▶ [Excerpted records]:
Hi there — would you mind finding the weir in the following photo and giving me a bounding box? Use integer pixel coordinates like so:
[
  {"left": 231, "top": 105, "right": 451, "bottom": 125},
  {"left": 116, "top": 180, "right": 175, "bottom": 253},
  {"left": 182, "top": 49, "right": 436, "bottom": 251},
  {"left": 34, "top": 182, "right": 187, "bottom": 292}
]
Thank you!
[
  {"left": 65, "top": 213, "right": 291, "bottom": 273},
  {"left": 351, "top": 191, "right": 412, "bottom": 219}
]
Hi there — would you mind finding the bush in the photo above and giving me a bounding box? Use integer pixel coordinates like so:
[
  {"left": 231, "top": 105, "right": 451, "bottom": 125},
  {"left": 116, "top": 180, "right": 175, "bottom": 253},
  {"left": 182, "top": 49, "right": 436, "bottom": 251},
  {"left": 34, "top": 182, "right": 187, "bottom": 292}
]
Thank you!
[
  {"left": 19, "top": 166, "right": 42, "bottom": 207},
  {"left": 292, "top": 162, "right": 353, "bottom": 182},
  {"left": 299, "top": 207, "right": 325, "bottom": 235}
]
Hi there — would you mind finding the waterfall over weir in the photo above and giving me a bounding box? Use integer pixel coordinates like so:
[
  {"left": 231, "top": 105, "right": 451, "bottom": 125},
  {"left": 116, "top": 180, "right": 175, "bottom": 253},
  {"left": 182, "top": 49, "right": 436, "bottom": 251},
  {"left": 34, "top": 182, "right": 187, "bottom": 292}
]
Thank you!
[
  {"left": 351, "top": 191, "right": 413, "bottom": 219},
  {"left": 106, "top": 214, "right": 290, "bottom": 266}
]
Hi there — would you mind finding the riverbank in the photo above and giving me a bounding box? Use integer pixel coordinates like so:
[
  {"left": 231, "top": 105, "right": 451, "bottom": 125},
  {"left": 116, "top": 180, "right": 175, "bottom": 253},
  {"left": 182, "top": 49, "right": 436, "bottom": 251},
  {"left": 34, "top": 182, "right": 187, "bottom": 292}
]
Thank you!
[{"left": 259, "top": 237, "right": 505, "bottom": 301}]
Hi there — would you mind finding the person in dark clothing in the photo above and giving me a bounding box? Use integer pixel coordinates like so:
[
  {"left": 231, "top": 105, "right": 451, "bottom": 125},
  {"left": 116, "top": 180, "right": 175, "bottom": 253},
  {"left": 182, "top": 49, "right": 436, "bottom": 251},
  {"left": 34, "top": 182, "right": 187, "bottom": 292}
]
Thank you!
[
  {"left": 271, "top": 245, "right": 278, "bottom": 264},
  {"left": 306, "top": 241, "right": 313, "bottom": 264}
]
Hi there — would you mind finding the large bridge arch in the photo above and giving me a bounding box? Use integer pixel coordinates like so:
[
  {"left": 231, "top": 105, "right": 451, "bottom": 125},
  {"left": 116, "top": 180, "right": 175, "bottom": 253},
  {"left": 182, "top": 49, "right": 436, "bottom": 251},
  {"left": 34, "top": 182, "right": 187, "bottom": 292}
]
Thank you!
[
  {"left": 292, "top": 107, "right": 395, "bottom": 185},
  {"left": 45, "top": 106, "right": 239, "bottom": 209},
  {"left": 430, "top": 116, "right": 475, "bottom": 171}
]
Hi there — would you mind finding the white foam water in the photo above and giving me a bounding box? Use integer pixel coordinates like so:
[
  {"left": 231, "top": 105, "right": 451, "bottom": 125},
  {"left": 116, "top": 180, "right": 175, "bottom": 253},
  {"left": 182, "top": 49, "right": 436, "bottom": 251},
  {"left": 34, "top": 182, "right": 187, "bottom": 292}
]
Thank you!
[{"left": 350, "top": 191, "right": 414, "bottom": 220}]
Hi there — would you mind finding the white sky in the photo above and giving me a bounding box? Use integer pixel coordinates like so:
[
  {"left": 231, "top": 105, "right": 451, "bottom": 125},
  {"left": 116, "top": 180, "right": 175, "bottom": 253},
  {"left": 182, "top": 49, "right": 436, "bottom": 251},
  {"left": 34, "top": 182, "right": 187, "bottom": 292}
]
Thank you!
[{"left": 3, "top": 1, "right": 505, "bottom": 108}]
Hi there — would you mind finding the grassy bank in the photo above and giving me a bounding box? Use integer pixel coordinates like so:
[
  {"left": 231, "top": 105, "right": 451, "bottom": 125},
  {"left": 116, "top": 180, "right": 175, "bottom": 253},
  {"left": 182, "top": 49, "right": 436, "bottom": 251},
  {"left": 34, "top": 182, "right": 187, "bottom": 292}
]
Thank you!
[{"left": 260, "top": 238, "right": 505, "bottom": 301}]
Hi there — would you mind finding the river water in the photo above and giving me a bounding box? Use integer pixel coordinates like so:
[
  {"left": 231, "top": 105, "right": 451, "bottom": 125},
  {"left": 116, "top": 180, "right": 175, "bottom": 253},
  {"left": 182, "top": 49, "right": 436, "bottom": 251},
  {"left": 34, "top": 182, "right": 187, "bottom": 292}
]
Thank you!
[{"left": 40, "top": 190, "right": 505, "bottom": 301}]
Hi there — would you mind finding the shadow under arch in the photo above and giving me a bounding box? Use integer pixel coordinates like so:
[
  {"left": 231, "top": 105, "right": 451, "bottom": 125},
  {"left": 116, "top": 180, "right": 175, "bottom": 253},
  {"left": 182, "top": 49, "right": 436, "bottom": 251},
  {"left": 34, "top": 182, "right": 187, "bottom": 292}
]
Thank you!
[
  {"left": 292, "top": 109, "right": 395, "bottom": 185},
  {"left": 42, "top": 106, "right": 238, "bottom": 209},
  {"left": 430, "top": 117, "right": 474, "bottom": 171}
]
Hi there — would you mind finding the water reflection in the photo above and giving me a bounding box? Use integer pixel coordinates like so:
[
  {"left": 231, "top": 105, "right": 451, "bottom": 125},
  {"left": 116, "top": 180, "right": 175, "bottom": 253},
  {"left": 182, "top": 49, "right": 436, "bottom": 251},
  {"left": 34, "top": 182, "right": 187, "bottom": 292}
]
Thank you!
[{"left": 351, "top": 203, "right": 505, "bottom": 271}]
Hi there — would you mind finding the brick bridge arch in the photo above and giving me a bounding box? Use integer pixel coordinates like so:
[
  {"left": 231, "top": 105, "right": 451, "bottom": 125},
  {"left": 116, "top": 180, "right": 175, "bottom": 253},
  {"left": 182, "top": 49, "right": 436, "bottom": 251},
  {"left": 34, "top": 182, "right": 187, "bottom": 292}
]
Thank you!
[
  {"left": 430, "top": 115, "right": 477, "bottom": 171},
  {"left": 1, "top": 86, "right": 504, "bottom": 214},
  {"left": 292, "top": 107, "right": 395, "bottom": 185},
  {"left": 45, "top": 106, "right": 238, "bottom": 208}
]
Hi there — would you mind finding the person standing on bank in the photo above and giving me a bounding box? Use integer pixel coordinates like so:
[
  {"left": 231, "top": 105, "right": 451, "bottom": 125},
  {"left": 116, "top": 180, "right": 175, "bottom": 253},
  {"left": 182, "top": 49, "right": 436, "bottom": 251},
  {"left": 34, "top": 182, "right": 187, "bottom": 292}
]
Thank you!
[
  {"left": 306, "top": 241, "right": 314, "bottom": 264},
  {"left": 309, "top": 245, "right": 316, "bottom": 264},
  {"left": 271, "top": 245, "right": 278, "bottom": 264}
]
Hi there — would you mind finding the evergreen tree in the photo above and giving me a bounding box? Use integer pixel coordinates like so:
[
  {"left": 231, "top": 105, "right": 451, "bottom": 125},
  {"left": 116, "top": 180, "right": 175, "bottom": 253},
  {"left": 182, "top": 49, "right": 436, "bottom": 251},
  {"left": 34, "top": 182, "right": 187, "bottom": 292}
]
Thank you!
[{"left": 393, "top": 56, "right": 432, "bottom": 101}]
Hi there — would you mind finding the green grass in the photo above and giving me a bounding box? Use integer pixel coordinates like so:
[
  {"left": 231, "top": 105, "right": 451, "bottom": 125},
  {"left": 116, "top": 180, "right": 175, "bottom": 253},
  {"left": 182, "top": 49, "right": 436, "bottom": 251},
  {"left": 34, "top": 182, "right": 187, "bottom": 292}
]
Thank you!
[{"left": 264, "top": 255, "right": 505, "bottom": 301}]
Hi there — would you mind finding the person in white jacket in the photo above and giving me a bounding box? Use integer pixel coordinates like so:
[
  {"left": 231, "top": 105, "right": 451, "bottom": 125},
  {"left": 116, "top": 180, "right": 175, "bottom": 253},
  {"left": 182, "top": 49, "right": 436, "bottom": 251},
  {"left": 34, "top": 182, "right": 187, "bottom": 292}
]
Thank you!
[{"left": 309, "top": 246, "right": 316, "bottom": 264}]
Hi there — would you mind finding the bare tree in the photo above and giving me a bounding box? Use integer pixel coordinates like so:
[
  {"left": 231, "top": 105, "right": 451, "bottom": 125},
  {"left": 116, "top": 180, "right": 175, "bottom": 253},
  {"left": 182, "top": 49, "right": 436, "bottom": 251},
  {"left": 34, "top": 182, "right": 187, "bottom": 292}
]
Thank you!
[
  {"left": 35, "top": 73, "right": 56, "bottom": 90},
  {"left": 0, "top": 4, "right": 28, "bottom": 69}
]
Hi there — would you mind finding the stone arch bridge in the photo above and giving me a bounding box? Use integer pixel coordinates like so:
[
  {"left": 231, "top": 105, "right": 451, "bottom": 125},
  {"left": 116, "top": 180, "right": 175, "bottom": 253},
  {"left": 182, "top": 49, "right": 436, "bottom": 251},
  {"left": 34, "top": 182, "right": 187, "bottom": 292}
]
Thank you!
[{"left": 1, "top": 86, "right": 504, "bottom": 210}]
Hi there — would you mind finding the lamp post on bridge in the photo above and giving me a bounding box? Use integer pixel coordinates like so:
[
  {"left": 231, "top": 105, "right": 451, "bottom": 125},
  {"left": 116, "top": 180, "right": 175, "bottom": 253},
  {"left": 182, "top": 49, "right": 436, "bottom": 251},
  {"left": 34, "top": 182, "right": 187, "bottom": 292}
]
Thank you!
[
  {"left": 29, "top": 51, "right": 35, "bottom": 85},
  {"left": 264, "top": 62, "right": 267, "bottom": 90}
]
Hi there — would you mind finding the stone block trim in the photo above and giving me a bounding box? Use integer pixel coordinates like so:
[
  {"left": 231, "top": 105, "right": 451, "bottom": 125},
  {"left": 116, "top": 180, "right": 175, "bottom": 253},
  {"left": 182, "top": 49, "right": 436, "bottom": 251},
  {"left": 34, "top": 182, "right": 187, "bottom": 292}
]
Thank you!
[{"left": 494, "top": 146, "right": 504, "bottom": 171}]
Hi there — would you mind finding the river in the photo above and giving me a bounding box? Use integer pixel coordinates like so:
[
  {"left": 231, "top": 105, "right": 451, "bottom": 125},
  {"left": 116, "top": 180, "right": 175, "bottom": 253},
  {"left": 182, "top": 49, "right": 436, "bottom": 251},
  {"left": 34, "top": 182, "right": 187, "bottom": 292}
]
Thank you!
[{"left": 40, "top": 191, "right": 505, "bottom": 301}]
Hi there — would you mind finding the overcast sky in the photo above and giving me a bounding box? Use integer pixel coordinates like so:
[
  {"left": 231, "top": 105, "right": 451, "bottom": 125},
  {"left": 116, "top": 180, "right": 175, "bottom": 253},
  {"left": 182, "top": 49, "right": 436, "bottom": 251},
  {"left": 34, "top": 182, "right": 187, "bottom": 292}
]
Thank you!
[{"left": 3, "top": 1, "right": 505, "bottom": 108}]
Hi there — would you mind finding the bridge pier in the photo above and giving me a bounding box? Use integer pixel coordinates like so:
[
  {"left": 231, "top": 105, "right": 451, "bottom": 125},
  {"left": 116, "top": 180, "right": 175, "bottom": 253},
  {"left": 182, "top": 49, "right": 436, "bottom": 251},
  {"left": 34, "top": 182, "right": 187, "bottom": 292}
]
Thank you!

▶ [Exercise prompt]:
Reproduce the lines above character for character, starting at the line that contains "Hi there — would you mind finding the overcast" and ending at the last line.

▶ [Result below]:
Hi there — would you mind finding the overcast sky in the photo above and giving me a bounding box? Use integer pixel coordinates like so:
[
  {"left": 231, "top": 105, "right": 451, "bottom": 125},
  {"left": 116, "top": 180, "right": 175, "bottom": 253},
  {"left": 182, "top": 49, "right": 436, "bottom": 251},
  {"left": 34, "top": 182, "right": 187, "bottom": 292}
]
Thank you!
[{"left": 3, "top": 1, "right": 505, "bottom": 108}]
Hi there — would you mind finding the bridge pier in the photo above and giving me a bounding box? Use integer pixel coordinates like so:
[
  {"left": 231, "top": 105, "right": 451, "bottom": 125},
  {"left": 116, "top": 180, "right": 175, "bottom": 253},
  {"left": 182, "top": 49, "right": 436, "bottom": 251},
  {"left": 34, "top": 182, "right": 187, "bottom": 292}
]
Thank you!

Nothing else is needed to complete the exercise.